Task directions: Please return all lines in the listing holding the word "instance".

Dataset section start

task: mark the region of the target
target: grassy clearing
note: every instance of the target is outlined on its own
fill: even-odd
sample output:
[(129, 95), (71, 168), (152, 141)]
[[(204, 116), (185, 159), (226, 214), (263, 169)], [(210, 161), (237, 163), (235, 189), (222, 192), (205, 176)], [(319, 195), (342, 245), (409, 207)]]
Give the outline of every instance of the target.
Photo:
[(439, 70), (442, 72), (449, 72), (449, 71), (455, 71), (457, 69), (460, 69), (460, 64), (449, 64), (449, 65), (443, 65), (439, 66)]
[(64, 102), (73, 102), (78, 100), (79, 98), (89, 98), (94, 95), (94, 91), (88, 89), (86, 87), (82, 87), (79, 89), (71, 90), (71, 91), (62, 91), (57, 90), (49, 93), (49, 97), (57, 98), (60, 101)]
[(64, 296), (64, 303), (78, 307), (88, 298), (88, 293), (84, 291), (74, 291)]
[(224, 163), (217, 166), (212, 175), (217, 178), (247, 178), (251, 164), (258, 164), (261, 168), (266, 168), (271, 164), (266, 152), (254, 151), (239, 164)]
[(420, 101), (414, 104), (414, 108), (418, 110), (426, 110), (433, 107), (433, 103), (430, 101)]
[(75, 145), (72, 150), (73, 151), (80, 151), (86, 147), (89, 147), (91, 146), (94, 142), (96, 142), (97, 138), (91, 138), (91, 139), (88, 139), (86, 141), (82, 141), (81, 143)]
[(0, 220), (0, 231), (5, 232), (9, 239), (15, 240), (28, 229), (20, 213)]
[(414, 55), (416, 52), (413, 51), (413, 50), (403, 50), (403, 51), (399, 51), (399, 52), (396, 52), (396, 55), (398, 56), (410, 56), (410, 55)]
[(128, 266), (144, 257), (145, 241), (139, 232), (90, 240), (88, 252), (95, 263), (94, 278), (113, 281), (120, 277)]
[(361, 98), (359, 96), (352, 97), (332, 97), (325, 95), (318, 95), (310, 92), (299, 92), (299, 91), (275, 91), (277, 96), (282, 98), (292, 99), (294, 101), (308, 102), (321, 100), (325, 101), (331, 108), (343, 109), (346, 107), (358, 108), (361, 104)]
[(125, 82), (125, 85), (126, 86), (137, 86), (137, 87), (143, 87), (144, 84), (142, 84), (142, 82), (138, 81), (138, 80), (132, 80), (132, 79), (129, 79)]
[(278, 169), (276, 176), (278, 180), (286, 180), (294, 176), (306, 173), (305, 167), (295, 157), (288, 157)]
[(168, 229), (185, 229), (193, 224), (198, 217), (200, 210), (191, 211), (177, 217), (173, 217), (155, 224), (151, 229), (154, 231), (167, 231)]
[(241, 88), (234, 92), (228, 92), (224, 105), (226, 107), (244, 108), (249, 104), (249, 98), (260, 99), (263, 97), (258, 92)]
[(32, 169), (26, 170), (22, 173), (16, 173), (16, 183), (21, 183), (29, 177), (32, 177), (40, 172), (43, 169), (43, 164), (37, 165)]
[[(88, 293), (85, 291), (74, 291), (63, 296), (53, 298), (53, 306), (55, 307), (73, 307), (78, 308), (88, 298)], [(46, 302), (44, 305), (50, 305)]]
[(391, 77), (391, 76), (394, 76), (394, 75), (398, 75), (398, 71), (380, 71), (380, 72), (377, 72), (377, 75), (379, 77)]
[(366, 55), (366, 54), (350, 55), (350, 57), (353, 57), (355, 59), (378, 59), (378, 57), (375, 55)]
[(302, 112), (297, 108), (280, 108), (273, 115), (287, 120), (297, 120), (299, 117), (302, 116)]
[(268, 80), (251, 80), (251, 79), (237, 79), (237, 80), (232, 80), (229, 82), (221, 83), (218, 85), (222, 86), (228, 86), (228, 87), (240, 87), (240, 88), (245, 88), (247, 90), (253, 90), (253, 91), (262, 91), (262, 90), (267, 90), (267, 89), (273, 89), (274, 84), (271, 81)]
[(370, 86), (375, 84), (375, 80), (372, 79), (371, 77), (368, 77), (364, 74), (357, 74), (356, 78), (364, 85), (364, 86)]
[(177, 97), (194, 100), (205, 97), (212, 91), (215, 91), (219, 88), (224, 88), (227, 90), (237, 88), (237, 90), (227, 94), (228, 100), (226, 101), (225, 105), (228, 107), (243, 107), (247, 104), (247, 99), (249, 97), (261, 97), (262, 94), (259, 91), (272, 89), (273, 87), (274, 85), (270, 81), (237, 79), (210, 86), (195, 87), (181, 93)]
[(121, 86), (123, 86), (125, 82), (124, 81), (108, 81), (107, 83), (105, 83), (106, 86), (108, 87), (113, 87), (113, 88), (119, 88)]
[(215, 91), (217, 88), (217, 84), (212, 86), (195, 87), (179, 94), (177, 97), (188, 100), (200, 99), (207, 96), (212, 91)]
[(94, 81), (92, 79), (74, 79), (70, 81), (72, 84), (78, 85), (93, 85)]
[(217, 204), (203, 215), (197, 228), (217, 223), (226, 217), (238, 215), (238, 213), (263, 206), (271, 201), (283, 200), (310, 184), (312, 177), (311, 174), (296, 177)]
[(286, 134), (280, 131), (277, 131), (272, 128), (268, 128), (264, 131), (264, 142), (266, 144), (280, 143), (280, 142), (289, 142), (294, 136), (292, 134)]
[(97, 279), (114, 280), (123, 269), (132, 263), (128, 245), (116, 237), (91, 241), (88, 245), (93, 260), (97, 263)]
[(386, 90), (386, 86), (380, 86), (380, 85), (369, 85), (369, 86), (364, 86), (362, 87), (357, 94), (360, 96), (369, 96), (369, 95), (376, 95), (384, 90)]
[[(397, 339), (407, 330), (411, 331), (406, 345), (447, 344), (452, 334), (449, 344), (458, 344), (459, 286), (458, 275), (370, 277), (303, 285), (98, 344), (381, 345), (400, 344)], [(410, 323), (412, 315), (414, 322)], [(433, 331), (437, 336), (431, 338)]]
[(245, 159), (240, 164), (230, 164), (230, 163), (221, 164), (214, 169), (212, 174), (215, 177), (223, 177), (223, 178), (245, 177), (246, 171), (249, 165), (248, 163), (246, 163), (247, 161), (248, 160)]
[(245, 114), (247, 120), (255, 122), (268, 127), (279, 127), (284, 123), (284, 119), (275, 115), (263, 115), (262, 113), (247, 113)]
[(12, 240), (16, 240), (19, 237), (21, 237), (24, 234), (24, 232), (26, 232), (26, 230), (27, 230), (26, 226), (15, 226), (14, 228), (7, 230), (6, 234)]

Dataset section end

Solution to this task:
note: every instance of the target is outlined on its own
Give the outline of every instance of the target.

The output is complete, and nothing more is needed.